__The request__
Please pull out every line of the records below that contains the string "blue", copying each line in full. Case counts.

__Material shown__
-----
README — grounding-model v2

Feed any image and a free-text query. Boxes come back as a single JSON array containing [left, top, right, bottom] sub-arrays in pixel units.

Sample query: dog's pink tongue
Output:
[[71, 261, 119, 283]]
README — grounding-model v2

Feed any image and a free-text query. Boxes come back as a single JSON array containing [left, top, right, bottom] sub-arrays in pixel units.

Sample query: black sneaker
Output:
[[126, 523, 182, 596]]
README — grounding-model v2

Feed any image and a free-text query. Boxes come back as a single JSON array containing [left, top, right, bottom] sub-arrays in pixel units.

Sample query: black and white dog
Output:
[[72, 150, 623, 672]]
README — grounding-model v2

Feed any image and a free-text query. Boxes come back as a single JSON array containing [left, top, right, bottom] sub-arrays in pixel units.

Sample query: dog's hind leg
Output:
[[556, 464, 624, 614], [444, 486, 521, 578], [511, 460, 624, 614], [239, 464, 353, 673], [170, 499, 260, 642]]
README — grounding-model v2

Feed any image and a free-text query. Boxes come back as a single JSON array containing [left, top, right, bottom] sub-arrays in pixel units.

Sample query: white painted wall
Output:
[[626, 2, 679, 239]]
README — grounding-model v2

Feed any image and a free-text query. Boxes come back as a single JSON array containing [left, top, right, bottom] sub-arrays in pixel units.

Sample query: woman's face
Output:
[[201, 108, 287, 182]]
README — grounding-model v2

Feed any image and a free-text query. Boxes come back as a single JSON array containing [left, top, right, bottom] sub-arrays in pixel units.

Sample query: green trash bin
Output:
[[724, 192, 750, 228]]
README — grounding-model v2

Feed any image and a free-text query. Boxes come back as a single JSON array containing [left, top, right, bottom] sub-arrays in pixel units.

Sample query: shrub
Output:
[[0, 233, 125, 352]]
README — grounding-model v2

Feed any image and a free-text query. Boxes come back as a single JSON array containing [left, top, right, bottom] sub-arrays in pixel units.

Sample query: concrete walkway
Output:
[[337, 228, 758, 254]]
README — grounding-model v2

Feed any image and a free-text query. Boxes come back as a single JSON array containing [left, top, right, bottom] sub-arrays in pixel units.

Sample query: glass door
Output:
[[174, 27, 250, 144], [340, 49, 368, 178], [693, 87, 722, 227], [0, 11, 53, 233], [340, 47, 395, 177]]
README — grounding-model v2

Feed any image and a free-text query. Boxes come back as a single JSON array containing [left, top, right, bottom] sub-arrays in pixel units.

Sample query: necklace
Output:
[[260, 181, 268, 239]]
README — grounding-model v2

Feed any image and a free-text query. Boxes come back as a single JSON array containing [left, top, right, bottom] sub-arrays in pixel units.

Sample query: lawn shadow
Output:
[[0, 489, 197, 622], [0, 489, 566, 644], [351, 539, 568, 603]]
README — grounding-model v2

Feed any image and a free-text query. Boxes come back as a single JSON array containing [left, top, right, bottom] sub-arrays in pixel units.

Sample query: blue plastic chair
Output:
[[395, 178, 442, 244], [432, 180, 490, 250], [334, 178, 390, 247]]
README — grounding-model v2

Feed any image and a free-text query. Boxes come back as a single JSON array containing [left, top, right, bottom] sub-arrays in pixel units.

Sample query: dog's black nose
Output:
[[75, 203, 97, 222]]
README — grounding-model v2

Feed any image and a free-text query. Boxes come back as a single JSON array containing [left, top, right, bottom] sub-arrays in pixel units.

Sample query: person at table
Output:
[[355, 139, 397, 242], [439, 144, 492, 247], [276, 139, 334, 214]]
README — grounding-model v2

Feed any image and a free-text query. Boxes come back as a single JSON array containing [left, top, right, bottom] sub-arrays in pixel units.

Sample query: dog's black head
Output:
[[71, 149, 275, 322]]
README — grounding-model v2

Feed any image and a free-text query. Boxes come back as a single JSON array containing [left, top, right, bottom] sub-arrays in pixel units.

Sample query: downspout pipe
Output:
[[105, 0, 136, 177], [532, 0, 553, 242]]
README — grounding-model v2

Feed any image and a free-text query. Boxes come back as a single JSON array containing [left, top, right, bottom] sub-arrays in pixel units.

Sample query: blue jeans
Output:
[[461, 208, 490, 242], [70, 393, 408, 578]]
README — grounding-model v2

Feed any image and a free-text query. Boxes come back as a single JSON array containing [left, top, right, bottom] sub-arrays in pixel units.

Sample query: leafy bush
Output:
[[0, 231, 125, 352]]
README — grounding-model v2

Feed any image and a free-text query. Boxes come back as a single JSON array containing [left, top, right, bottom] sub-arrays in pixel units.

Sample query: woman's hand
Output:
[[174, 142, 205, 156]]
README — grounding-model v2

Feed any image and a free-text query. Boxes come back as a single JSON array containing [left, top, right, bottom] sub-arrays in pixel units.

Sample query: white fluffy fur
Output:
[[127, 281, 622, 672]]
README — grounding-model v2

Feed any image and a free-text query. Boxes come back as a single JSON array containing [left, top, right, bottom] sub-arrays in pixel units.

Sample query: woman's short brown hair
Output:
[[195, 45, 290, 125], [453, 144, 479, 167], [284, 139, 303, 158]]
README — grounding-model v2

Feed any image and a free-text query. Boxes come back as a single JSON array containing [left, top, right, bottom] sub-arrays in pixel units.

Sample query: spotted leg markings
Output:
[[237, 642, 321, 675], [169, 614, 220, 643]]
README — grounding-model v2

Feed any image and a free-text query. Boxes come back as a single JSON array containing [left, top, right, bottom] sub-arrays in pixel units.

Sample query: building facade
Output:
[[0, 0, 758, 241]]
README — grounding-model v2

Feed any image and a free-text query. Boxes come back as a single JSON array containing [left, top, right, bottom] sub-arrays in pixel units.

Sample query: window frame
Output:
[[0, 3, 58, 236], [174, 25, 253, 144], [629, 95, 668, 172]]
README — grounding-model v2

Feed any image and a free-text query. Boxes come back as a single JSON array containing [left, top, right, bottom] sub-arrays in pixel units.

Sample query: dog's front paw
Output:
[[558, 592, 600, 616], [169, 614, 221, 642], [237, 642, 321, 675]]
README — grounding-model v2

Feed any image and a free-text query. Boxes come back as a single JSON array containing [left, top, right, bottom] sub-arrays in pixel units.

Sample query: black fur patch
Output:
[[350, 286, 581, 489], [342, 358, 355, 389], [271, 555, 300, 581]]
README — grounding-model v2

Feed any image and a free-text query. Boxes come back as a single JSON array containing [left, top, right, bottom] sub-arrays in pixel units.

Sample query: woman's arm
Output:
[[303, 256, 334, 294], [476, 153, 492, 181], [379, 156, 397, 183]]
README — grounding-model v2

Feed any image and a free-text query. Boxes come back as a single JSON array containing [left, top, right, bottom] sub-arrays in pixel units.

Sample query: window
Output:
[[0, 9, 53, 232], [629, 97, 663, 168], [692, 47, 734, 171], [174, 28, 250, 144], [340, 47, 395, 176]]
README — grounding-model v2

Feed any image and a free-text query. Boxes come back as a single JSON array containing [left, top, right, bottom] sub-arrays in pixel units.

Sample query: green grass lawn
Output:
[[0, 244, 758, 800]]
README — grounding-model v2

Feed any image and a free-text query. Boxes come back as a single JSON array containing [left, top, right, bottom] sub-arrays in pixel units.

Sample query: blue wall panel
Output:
-----
__The answer__
Sample query: blue plastic chair
Sample query: blue jeans
Sample query: blue wall panel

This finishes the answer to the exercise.